• **SET PROBLEM**: Print, exactly and completely, every entry in the data.
** begin PROVIDED MATERIAL **
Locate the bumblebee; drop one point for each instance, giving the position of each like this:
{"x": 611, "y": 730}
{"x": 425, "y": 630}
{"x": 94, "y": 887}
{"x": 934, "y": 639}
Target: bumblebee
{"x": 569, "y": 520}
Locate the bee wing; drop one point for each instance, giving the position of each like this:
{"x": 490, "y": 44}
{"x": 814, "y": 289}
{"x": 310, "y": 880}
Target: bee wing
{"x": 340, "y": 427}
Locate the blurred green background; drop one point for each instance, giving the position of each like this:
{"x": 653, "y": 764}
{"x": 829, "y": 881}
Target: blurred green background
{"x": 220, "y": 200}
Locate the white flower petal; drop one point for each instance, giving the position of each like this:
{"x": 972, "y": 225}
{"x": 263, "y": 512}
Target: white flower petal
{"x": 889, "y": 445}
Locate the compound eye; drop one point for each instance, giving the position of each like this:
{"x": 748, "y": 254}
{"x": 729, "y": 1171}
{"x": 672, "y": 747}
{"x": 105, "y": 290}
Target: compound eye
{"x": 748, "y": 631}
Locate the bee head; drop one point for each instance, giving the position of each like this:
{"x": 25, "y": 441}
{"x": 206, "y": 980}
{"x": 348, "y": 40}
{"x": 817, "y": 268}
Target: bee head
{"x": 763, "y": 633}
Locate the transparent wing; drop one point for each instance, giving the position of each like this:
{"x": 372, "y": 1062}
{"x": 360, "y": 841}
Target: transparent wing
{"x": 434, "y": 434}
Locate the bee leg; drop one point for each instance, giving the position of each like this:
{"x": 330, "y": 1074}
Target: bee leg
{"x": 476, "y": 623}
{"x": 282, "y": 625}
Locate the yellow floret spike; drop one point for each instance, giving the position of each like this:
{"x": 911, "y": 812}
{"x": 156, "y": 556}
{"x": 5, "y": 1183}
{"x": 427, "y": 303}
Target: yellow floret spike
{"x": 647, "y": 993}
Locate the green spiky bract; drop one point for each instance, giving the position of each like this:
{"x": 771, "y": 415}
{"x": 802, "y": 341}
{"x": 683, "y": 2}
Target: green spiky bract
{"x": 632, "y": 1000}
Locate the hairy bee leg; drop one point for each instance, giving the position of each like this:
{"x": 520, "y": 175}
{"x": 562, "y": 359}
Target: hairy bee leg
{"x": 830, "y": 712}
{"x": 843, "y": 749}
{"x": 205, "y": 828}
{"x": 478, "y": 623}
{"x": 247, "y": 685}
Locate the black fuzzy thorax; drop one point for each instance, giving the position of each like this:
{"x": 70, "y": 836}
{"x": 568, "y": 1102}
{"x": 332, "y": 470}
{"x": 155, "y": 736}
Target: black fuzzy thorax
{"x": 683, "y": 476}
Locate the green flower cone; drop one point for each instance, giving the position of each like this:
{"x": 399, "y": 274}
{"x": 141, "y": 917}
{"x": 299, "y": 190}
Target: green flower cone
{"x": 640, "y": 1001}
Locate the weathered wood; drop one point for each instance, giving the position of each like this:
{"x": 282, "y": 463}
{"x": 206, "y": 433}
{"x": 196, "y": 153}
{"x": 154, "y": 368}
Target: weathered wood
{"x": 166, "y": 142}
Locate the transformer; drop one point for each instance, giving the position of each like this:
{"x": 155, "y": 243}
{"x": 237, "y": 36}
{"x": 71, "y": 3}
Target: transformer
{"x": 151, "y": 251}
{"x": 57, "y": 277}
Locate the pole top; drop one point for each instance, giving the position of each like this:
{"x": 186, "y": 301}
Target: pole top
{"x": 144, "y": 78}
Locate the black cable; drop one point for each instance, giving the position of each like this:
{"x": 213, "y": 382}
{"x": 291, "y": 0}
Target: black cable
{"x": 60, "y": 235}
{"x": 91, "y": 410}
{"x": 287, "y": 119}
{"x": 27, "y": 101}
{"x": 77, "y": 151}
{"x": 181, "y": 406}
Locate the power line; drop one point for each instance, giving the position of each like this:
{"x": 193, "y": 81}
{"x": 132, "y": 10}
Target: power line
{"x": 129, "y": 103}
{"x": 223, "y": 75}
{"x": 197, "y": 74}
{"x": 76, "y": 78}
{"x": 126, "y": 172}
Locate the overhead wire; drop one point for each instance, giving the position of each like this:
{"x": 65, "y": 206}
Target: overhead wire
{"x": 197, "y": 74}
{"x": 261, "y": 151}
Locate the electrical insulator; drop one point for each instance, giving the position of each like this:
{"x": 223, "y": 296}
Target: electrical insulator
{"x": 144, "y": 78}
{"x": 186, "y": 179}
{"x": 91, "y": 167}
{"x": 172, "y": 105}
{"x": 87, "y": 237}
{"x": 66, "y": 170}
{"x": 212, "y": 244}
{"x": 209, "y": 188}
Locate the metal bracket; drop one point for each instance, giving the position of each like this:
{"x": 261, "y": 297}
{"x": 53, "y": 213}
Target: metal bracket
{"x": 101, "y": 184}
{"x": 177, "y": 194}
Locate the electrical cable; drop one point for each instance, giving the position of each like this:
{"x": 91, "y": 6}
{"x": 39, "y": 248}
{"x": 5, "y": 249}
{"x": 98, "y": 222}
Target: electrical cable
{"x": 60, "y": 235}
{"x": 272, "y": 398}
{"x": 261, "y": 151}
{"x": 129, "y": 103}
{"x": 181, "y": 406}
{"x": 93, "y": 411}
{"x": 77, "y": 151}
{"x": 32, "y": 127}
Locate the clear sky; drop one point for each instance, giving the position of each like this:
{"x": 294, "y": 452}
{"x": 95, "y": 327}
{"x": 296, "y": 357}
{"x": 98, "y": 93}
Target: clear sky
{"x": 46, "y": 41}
** end PROVIDED MATERIAL **
• **RESPONSE FOR THIS EXERCISE**:
Locate the bumblebee; drop one point for each instance, giving the position of each like this:
{"x": 611, "y": 730}
{"x": 425, "y": 630}
{"x": 94, "y": 887}
{"x": 934, "y": 639}
Target: bumblebee
{"x": 569, "y": 520}
Locate the bee wing; drop one point for each instance, giving the position of each like this:
{"x": 490, "y": 44}
{"x": 814, "y": 289}
{"x": 310, "y": 880}
Target: bee wing
{"x": 340, "y": 427}
Locate the blurred green background; drop one point for each instance, giving the position of each like this:
{"x": 653, "y": 764}
{"x": 829, "y": 881}
Target: blurred green background
{"x": 220, "y": 200}
Locate the white flower petal; drop one point for each instance, giving the position of each like this:
{"x": 972, "y": 225}
{"x": 263, "y": 512}
Target: white flower petal
{"x": 889, "y": 445}
Locate the compound eye; drop one point for each instance, giving the position of each like this:
{"x": 748, "y": 254}
{"x": 729, "y": 1171}
{"x": 672, "y": 747}
{"x": 105, "y": 290}
Target: compound eye
{"x": 748, "y": 631}
Locate the bee head; drop one point for each instance, giving the position of each like this:
{"x": 25, "y": 441}
{"x": 206, "y": 980}
{"x": 348, "y": 40}
{"x": 817, "y": 268}
Target: bee head
{"x": 763, "y": 633}
Locate the transparent wing; drop one point for each instance, giving the position of each like this:
{"x": 372, "y": 1062}
{"x": 360, "y": 841}
Target: transparent wing
{"x": 434, "y": 434}
Locate the bee leg; drop one point for each instance, giving the position of each like this:
{"x": 330, "y": 1074}
Target: bee leg
{"x": 476, "y": 623}
{"x": 282, "y": 625}
Locate the yellow floret spike; drop one point for each instance, giving the position of each like this:
{"x": 911, "y": 812}
{"x": 156, "y": 556}
{"x": 5, "y": 1183}
{"x": 427, "y": 303}
Target: yellow floret spike
{"x": 647, "y": 993}
Locate the green spiky bract; drop one point for each instance, giving the position of each like this:
{"x": 771, "y": 415}
{"x": 802, "y": 341}
{"x": 683, "y": 2}
Target: green spiky bract
{"x": 632, "y": 1000}
Locate the hairy bee leg; drop one point for each instance, giving the position of each like this:
{"x": 520, "y": 175}
{"x": 562, "y": 359}
Target: hairy bee leg
{"x": 830, "y": 712}
{"x": 843, "y": 749}
{"x": 205, "y": 828}
{"x": 478, "y": 623}
{"x": 247, "y": 685}
Locate the black fuzzy thorax; drop one point for each instance, giving the position of each like this:
{"x": 70, "y": 836}
{"x": 568, "y": 1102}
{"x": 332, "y": 470}
{"x": 155, "y": 736}
Target: black fuzzy thorax
{"x": 683, "y": 476}
Locate the green flower cone; drop one point for each instance, giving the position of each like this:
{"x": 399, "y": 274}
{"x": 141, "y": 917}
{"x": 299, "y": 190}
Target: green flower cone
{"x": 640, "y": 1001}
Locate the weathered wood; drop one point for each instance, giving the position of each like this:
{"x": 282, "y": 463}
{"x": 206, "y": 433}
{"x": 196, "y": 153}
{"x": 154, "y": 368}
Target: weathered wood
{"x": 166, "y": 142}
Locate the transformer; drop one point for each instance, giving the position of each like this:
{"x": 155, "y": 243}
{"x": 237, "y": 36}
{"x": 71, "y": 3}
Target: transformer
{"x": 151, "y": 251}
{"x": 57, "y": 277}
Locate the pole top; drop one point for each instance, giving the position of each like this:
{"x": 186, "y": 301}
Target: pole top
{"x": 144, "y": 78}
Locate the black cable; drop one point for each instance, giving the position of each like this:
{"x": 213, "y": 382}
{"x": 291, "y": 0}
Target: black cable
{"x": 60, "y": 235}
{"x": 91, "y": 410}
{"x": 287, "y": 119}
{"x": 27, "y": 101}
{"x": 77, "y": 151}
{"x": 181, "y": 406}
Locate the power line; drop one point for each instance, giving the position of each like this:
{"x": 193, "y": 81}
{"x": 132, "y": 10}
Target: power line
{"x": 129, "y": 103}
{"x": 223, "y": 75}
{"x": 197, "y": 74}
{"x": 76, "y": 78}
{"x": 126, "y": 172}
Locate the overhead wire; drop one point for each instance, giving the position of each like this:
{"x": 65, "y": 206}
Target: overhead wire
{"x": 197, "y": 74}
{"x": 261, "y": 151}
Locate the electrical insulator; drop one point for each instance, giving the position of each like this:
{"x": 223, "y": 296}
Target: electrical insulator
{"x": 144, "y": 78}
{"x": 186, "y": 179}
{"x": 91, "y": 167}
{"x": 172, "y": 105}
{"x": 87, "y": 237}
{"x": 66, "y": 170}
{"x": 212, "y": 244}
{"x": 209, "y": 188}
Locate the metal bracket; drop one point for each instance, giving the position of each like this:
{"x": 261, "y": 297}
{"x": 53, "y": 213}
Target: metal bracket
{"x": 101, "y": 184}
{"x": 177, "y": 194}
Locate the electrical cable; drop one point for each instance, giving the position of each like this:
{"x": 91, "y": 6}
{"x": 39, "y": 248}
{"x": 5, "y": 249}
{"x": 98, "y": 222}
Target: electrical cable
{"x": 60, "y": 235}
{"x": 272, "y": 398}
{"x": 261, "y": 151}
{"x": 129, "y": 103}
{"x": 181, "y": 406}
{"x": 93, "y": 411}
{"x": 77, "y": 151}
{"x": 32, "y": 127}
Locate the clear sky; drop one point for each instance, giving the position of each like this:
{"x": 294, "y": 452}
{"x": 95, "y": 327}
{"x": 296, "y": 357}
{"x": 98, "y": 93}
Target: clear sky
{"x": 46, "y": 41}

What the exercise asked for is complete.